GIVEN PROBLEM ->
Could you reproduce only the lines starting at the one containing "Q: Put a point on each instance of the white" and ending at the one containing "x=381 y=344", requests included? Scale each answer coordinate by 1.55 and round it to a whole number, rounding halves up, but leave the sample coordinates unchanged.

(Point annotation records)
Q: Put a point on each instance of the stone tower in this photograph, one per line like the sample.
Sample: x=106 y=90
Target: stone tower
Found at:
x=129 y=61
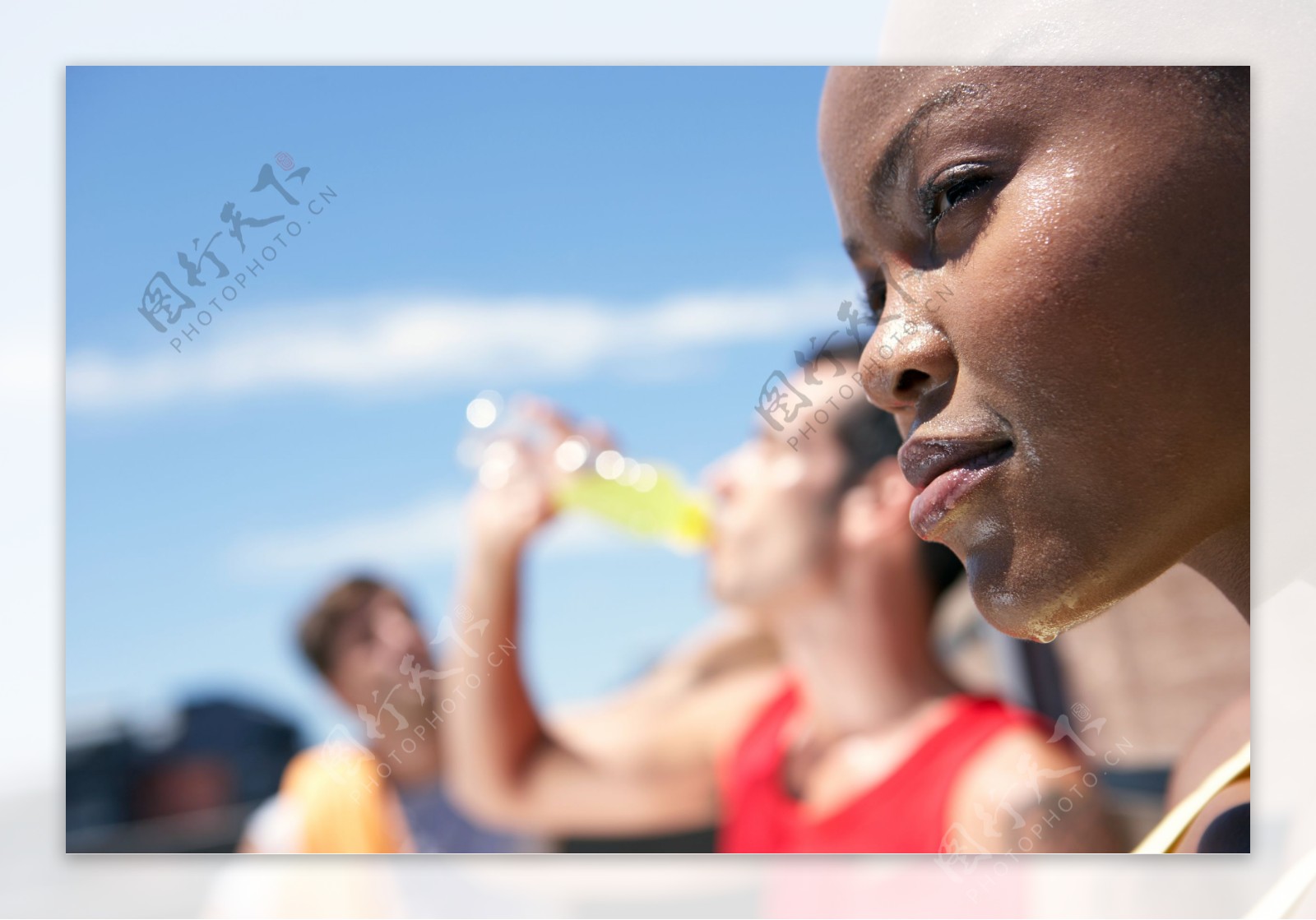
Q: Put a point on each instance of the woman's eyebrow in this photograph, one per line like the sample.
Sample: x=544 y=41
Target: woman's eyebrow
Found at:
x=888 y=166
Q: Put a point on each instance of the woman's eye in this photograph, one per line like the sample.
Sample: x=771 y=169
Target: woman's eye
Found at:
x=953 y=194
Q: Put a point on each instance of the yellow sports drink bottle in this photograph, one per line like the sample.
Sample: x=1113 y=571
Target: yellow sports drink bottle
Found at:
x=646 y=501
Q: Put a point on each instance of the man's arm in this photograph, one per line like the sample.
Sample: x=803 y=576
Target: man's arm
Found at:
x=1023 y=794
x=504 y=766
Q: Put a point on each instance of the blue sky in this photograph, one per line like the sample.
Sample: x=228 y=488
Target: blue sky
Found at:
x=642 y=245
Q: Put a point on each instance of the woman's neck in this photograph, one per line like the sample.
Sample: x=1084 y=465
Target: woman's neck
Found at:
x=1226 y=561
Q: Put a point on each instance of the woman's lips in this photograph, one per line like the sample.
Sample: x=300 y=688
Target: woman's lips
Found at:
x=940 y=495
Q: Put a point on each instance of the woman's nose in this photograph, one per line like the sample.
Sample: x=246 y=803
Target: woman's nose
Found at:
x=908 y=357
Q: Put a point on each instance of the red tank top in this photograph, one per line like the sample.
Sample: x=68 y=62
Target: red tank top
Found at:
x=906 y=812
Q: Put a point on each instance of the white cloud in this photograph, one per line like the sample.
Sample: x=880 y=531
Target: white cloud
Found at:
x=429 y=530
x=381 y=344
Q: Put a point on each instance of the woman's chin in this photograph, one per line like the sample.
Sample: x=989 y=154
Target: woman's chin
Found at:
x=1037 y=613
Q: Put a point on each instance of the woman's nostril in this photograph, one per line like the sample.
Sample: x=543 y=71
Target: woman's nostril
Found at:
x=908 y=381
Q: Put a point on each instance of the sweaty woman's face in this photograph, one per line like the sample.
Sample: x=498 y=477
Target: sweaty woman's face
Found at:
x=1057 y=260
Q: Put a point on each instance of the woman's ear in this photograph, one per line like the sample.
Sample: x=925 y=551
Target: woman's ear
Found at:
x=878 y=507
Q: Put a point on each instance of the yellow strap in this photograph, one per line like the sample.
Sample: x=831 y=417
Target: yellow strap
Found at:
x=1171 y=828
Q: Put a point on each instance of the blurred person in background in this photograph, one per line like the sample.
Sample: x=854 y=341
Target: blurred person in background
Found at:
x=855 y=742
x=1065 y=345
x=386 y=795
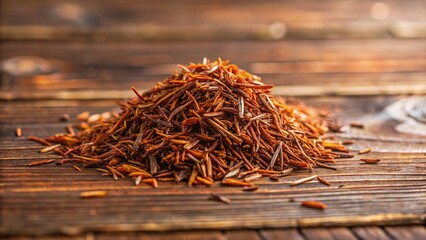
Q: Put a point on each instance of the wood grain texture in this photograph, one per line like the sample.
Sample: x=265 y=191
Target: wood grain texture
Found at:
x=297 y=68
x=328 y=233
x=282 y=234
x=46 y=199
x=373 y=233
x=272 y=19
x=403 y=232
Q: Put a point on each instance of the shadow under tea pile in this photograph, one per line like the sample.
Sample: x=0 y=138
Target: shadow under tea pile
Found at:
x=209 y=122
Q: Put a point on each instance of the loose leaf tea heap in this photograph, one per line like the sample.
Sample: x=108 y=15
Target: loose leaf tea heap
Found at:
x=208 y=122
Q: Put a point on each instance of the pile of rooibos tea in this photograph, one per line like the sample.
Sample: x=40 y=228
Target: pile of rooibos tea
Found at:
x=209 y=122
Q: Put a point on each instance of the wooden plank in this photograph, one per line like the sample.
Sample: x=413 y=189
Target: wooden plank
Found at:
x=143 y=20
x=406 y=232
x=242 y=235
x=328 y=233
x=86 y=71
x=281 y=234
x=368 y=232
x=193 y=235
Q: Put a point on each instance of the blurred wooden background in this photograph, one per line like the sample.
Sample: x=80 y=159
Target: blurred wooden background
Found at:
x=356 y=57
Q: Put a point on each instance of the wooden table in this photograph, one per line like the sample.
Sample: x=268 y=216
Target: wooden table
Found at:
x=81 y=57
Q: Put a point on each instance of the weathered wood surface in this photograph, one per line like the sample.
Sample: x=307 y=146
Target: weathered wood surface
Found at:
x=210 y=20
x=297 y=68
x=328 y=233
x=45 y=199
x=41 y=80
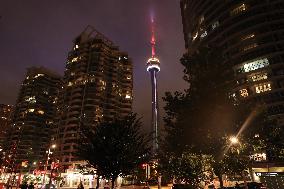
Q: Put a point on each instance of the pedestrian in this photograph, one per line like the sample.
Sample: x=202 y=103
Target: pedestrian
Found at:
x=24 y=185
x=31 y=186
x=80 y=186
x=237 y=186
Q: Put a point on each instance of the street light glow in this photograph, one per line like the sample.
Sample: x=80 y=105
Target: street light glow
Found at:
x=234 y=140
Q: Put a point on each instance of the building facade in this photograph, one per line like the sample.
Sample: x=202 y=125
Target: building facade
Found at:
x=34 y=116
x=250 y=34
x=5 y=123
x=97 y=86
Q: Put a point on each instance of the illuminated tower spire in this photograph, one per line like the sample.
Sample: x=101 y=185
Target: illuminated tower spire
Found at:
x=153 y=67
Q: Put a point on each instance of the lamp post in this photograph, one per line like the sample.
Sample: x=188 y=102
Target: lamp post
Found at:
x=47 y=159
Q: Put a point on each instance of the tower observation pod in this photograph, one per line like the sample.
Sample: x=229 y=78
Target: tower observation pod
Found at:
x=153 y=67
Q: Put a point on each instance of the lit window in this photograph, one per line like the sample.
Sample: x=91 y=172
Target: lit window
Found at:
x=31 y=99
x=70 y=84
x=201 y=19
x=204 y=34
x=38 y=75
x=40 y=112
x=244 y=93
x=195 y=36
x=248 y=37
x=75 y=59
x=215 y=25
x=263 y=88
x=258 y=77
x=250 y=46
x=258 y=157
x=238 y=9
x=254 y=65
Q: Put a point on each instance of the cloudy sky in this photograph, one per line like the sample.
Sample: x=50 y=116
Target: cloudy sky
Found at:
x=40 y=33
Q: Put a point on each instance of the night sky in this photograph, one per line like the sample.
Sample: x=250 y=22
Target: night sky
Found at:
x=40 y=33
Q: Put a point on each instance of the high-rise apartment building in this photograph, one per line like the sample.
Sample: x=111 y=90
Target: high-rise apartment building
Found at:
x=34 y=115
x=250 y=34
x=5 y=123
x=97 y=86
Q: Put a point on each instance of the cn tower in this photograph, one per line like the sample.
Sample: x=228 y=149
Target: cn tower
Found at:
x=153 y=67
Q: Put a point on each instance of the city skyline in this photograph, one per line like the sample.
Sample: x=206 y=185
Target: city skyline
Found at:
x=43 y=36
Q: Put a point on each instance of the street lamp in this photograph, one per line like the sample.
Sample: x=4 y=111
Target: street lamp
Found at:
x=234 y=140
x=48 y=154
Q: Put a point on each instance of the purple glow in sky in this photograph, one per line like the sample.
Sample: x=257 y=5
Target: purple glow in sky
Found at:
x=40 y=33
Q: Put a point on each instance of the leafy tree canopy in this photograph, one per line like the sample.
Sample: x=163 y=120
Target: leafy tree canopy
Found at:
x=115 y=148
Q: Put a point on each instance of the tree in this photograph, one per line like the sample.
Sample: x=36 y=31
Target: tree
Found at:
x=200 y=117
x=188 y=167
x=115 y=148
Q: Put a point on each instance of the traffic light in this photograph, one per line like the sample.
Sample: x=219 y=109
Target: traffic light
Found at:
x=25 y=163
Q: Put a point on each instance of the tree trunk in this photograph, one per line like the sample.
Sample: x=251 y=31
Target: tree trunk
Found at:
x=221 y=181
x=113 y=181
x=98 y=182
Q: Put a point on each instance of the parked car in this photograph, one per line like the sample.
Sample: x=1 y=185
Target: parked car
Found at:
x=253 y=185
x=181 y=186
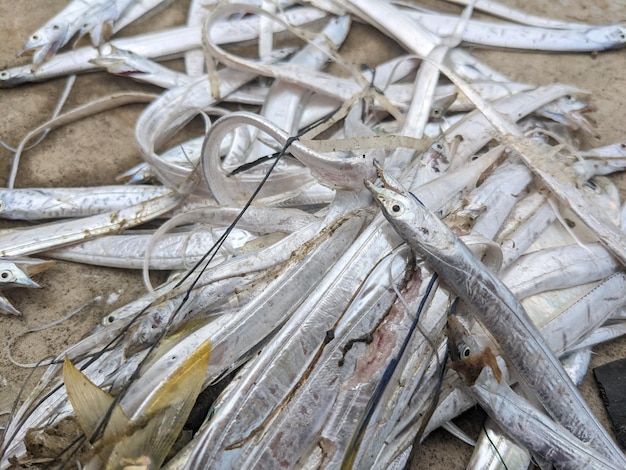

SOLUTION TO THIS TASK ->
Q: Put a point on each instance of the white cloud in this photograph, one per line like the sample.
Sample: x=880 y=531
Target: white cloud
Found at:
x=665 y=822
x=591 y=533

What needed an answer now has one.